## [DESCRIPTION OF THE TASK]
In the entries that follow, identify the line containing "# point at: winding" and return it together with all later lines, exactly as they appear.

## [RECORDS FOR THIS TASK]
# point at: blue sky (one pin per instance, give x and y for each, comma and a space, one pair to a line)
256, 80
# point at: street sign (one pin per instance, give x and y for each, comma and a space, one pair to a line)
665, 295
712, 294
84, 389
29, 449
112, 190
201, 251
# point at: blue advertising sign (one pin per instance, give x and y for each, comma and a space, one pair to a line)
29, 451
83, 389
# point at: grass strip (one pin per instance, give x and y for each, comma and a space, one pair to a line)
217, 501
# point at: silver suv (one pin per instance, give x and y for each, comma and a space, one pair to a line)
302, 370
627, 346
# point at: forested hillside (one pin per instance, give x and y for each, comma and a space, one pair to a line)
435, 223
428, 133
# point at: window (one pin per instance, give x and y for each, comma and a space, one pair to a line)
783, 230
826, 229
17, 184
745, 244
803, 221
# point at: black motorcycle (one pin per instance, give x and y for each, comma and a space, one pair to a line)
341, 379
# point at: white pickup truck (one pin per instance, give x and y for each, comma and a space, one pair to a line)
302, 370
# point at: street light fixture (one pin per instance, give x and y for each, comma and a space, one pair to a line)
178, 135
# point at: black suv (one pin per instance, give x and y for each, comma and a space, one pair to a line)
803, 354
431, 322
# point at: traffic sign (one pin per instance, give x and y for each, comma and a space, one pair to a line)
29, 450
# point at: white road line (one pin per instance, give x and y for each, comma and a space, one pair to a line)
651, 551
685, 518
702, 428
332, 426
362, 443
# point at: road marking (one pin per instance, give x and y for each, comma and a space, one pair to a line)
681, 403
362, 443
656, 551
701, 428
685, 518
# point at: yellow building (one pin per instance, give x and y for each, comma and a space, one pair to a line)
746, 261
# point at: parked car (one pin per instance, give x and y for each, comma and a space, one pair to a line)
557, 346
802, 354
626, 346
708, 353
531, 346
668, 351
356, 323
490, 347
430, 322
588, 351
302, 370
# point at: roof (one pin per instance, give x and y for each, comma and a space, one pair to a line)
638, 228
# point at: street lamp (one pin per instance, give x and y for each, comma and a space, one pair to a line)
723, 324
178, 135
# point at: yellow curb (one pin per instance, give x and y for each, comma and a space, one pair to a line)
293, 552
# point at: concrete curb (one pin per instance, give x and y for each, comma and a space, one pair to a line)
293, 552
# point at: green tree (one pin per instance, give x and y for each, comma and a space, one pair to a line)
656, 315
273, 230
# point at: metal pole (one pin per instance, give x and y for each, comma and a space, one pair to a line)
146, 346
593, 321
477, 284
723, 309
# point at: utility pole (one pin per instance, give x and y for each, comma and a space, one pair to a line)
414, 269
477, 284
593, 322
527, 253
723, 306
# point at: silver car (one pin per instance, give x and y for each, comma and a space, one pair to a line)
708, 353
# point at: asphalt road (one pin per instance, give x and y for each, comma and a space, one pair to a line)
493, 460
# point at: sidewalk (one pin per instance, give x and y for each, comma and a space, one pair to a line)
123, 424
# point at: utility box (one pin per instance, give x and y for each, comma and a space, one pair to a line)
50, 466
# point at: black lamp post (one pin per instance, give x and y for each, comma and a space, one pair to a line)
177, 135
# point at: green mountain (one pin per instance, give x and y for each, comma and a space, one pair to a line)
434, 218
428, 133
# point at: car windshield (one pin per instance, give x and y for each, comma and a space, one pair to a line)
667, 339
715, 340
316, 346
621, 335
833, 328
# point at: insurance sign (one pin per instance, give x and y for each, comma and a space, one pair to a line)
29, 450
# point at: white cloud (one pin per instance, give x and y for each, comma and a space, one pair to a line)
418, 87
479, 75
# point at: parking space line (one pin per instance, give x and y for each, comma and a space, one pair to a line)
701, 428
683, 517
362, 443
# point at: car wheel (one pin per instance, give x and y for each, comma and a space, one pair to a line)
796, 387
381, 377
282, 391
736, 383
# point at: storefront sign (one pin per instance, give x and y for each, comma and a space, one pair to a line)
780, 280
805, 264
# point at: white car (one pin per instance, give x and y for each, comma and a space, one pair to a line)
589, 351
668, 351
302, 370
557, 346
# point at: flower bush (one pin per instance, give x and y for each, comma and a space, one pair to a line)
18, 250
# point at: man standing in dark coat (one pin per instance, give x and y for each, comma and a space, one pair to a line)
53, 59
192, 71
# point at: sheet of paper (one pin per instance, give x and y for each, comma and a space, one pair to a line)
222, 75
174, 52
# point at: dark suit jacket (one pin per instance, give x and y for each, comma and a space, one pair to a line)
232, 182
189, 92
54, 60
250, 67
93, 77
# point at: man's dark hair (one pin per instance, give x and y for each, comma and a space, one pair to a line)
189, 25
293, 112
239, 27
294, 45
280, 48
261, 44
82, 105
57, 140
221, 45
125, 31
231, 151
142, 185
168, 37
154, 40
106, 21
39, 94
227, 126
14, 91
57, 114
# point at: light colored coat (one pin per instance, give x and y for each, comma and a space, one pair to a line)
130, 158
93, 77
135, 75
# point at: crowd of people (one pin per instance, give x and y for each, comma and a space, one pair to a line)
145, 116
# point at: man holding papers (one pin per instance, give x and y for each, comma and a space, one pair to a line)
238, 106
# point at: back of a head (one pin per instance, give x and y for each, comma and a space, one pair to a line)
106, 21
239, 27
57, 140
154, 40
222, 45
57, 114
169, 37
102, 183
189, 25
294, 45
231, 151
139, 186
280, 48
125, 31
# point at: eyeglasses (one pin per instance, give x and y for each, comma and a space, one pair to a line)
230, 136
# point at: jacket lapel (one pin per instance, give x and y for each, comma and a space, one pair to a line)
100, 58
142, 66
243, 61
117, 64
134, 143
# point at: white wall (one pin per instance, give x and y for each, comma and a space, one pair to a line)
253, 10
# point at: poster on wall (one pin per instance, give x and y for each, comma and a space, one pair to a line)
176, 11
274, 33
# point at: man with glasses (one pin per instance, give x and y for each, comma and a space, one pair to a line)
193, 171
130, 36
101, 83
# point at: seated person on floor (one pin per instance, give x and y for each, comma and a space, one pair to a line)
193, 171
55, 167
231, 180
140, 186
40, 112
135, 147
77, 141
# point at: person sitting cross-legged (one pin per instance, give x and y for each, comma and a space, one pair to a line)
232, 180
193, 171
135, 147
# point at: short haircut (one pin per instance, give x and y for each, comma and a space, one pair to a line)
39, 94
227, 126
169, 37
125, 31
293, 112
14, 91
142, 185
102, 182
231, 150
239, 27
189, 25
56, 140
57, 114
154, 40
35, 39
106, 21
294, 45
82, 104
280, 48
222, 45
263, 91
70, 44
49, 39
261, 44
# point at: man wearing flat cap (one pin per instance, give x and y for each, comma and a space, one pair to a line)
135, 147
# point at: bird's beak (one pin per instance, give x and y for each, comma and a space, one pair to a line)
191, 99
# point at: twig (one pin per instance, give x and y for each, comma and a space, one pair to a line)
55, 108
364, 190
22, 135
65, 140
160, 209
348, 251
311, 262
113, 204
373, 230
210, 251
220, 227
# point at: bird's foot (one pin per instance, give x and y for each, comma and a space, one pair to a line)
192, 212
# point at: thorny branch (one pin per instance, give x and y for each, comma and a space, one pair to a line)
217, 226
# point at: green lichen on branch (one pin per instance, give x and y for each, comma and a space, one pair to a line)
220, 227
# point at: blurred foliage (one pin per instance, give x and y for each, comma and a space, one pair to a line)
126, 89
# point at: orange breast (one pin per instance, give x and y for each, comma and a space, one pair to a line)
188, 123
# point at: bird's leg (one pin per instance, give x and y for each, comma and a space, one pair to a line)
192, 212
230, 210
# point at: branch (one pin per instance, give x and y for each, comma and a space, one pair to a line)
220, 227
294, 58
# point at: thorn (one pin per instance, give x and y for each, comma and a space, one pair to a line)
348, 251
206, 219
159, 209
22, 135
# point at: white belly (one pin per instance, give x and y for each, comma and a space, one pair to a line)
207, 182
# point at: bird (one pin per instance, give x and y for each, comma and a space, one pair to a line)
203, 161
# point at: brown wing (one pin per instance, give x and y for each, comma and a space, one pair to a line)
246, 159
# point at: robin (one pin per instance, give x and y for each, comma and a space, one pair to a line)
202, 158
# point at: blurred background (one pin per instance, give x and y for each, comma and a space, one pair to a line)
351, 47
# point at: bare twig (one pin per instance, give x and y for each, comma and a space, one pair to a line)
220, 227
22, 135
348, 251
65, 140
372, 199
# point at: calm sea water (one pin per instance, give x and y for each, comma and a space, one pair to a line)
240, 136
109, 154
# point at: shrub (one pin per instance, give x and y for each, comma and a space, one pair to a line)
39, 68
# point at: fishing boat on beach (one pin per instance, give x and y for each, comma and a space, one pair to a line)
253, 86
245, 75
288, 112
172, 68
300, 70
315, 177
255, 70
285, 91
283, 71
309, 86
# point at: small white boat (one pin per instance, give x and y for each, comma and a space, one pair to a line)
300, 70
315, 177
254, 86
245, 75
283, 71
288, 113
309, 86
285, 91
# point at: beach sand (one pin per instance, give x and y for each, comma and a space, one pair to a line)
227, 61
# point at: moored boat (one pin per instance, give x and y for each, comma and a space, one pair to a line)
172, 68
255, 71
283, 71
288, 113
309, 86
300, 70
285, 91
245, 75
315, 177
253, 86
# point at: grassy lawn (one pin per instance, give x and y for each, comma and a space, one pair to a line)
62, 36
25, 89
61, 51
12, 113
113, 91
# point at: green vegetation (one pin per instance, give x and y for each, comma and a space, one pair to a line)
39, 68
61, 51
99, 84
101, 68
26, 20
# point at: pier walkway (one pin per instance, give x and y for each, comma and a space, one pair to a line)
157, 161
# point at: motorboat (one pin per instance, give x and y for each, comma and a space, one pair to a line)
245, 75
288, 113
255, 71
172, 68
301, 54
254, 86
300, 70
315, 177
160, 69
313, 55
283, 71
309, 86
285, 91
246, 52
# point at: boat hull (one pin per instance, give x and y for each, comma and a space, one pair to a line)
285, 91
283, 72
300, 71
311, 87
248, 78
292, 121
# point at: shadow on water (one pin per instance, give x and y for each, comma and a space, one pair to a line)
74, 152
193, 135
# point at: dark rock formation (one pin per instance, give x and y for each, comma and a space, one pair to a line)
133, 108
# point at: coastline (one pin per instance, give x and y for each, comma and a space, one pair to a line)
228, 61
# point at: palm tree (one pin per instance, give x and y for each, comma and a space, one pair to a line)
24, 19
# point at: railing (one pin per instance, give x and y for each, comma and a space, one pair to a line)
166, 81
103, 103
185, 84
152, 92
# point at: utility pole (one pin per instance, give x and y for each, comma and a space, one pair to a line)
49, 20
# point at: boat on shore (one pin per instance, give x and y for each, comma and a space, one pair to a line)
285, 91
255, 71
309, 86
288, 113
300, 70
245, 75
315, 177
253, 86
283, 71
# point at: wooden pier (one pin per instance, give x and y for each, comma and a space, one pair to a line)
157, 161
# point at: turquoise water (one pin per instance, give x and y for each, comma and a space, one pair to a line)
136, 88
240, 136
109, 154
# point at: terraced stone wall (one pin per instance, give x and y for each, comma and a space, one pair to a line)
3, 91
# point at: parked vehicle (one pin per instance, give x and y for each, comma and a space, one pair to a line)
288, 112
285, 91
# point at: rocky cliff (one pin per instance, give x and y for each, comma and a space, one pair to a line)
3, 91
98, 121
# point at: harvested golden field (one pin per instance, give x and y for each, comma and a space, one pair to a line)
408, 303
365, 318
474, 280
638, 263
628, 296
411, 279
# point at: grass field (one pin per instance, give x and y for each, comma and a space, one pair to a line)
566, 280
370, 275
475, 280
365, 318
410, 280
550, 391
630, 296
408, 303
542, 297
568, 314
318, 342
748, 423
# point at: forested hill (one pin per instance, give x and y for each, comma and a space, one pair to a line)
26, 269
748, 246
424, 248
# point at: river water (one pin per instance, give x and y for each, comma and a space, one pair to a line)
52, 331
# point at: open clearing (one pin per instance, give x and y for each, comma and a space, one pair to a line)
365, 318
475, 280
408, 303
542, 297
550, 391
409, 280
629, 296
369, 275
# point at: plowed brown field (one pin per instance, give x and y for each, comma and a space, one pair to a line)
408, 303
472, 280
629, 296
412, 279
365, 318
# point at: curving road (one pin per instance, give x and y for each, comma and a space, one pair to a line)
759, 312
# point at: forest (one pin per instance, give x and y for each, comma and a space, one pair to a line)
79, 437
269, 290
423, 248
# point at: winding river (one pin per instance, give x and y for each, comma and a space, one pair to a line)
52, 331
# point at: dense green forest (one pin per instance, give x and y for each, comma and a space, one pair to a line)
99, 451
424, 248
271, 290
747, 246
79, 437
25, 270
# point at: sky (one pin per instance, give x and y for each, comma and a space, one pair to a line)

## [FINISHED TASK]
# point at: winding river (one pin per instance, give x and y for each, comma and a space, one pair to a line)
52, 331
# point at: dense green forest (one pin per instance, give x and y for each, comma and a space, one pair to a line)
99, 451
424, 248
271, 290
747, 246
79, 437
25, 270
# point at: sky (one pin per instance, give x and y for each, comma and a space, one pair to a line)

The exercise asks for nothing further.